#### Supplied entries:

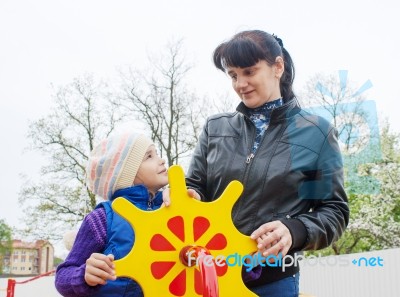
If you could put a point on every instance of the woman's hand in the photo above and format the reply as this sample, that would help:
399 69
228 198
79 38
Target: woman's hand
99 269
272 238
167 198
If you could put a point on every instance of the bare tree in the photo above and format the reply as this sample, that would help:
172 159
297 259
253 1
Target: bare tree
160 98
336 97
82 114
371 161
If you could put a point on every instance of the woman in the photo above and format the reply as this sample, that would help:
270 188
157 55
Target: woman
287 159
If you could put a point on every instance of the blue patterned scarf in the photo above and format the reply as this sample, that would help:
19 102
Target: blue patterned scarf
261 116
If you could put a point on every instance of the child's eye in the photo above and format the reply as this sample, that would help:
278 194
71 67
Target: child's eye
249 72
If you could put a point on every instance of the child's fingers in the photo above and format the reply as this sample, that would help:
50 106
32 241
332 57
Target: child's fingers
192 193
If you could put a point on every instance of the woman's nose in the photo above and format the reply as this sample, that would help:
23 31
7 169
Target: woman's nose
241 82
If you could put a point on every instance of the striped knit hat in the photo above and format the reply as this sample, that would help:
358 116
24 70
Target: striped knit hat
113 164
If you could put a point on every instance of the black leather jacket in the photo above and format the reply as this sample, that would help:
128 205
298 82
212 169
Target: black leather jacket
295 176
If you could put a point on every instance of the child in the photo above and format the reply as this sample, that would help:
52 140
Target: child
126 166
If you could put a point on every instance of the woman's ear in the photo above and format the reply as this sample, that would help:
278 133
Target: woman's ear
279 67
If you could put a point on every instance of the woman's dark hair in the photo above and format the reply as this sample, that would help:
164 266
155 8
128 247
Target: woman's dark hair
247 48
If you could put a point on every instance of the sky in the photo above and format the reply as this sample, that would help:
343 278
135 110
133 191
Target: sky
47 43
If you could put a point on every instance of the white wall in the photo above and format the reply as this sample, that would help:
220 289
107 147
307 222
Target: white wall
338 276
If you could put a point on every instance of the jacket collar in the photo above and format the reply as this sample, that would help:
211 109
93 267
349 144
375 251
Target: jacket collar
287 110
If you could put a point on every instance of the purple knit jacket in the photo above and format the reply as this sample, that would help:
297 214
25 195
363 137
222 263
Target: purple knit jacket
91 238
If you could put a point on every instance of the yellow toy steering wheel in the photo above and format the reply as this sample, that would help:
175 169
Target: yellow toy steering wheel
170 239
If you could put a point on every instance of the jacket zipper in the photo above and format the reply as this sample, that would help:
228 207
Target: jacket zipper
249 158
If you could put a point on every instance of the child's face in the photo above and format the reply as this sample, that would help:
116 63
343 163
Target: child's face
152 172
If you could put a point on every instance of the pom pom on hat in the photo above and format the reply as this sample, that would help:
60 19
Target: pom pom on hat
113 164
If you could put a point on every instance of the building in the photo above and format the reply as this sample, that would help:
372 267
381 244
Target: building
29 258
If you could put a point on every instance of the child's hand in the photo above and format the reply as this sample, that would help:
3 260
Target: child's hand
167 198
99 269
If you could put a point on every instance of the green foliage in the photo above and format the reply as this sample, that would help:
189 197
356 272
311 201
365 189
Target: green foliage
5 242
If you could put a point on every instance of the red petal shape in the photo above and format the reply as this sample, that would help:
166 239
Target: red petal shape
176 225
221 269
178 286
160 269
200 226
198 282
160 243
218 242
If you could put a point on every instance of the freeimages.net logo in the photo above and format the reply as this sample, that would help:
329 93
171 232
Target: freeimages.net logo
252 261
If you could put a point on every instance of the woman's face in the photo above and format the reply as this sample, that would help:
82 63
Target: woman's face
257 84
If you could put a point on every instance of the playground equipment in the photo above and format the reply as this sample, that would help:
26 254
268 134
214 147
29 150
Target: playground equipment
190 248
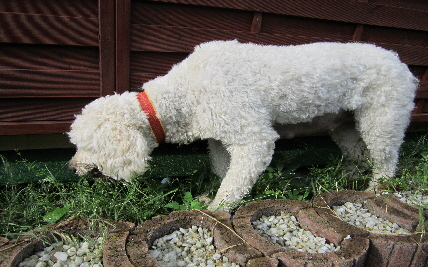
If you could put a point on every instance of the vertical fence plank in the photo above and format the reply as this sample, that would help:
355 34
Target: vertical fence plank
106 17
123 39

#### What the exercise asks:
Transcribe the records above exactly, without images.

#### Answer to this problem:
If you could put a point on every instance of the woman's hand in the photo above and format the reply as this sample, that would help:
399 69
228 198
79 38
Target: woman's hand
99 269
272 238
167 198
If you could put a point on every instance of the bare tree in the photo above and format the reply as this sample, that would help:
172 159
297 259
253 1
Target: bare tree
160 98
336 97
82 114
371 161
If you could put a point on every instance of the woman in the photo above and format the reply as this sample, that would help:
270 188
157 55
Target: woman
287 159
If you could put a point on every instance of the blue patterned scarf in the photo above and format the reply as this sample, that would help:
19 102
Target: blue patterned scarf
261 116
If you could put a point on every instance of the child's eye in the photo above and format the reply as this sample, that would help:
278 194
71 67
Target: child's eye
249 72
If you could put a point on every instance of the child's fingers in the photo above and format the reply as this sample, that would help:
50 106
32 241
332 57
Target: child's fingers
192 193
If you could put a point on every instance of the woman's nose in the photo above and format the reply as this sample, that would help:
23 31
7 169
Target: woman's nose
241 82
If you could put a point on every instance of the striped knit hat in the photo above and format the reply as this sample, that would help:
358 116
24 70
Target: striped knit hat
113 164
If you could put a point on every instance of the black leather jacket in the photo above and format the reply as this sample, that would help:
128 205
298 82
212 169
Target: black leather jacket
295 176
If you could put a point on every instance of the child in the photo above and format the reply as this sample, that would help:
52 140
Target: child
126 166
If you could put a point on every instance of the woman's ear in the photo above and format the reply as this sample, that would help:
278 133
Target: woman's ear
279 67
If you could put a point on every instance of the woman's dark hair in the photo above and format the reply as this sample, that would help:
164 266
155 8
128 247
Target: woman's dark hair
247 48
If you could put a point on every instance of the sky in the photo above and format the reply as this sample, that would help:
343 278
135 110
133 191
Target: sky
47 43
If you could put a point on every instance of the white wall in the photo above and format the reply as this sample, that would help:
220 289
107 147
307 222
Target: white wall
338 276
If you could put a point on every instance of the jacket collar in the photo above and format the reply as this sample, that would help:
211 109
93 267
349 144
375 251
Target: jacket collar
287 110
If you could put a point on every instance of the purple knit jacket in the photo above and format the reply as this sample, that would help:
297 214
25 195
363 137
222 263
Target: purple knit jacket
91 238
If you could put a point on every instance of the yellow toy steering wheel in the photo above and format the reply as this sample, that would help:
175 169
Target: yellow toy steering wheel
170 239
If you could put a point on every instance of the jacket zipper in the photo above and format the reply as this sample, that would help:
228 207
Target: jacket zipper
249 158
If you could put a point on every instance of the child's face in the photo above and format the reply as this sample, that would help:
116 63
343 163
Target: child's face
152 172
If you could put a point on every instance of the pom pom on hat in the photo above and format the reply as this sample, that would help:
60 19
Target: pom pom on hat
113 164
If you could put a point on every instance of the building in the photo above and format the reply as this sample, that would help:
372 267
381 244
Target: building
29 258
If you could put a point on every instance of the child's hand in the photo above and format the reply as this sample, that would help:
3 260
Target: child's hand
167 198
99 269
If you could put a point on every instance of the green foliage in the photo above and format the reply as this sample, that would help:
189 197
356 272
311 201
365 189
Target: green foliage
5 242
If you could put a point on every instance of the red petal shape in the photo above and format the reply as this sample, that would help:
166 239
Target: red petal shape
176 225
221 269
178 286
160 269
200 226
198 282
160 243
218 242
If you could put a point on every instance of the freeimages.net logo in the photo above and format the reply as this sample, that would help:
329 93
171 232
Target: freeimages.net logo
252 261
If you could put a point on every instance of the woman's face in the photo above and format the reply as this sample, that would help:
82 63
Target: woman's face
257 84
If you could put a point on every instance of the playground equipment in the photo above and format the reply as this sample, that would help:
26 254
268 134
214 147
29 150
Target: playground equipment
190 248
If you could put a point on every instance of the vertical fence plank in the photo above and format the reply as this sample, that would help:
355 34
Target: vertical fence plank
106 17
123 39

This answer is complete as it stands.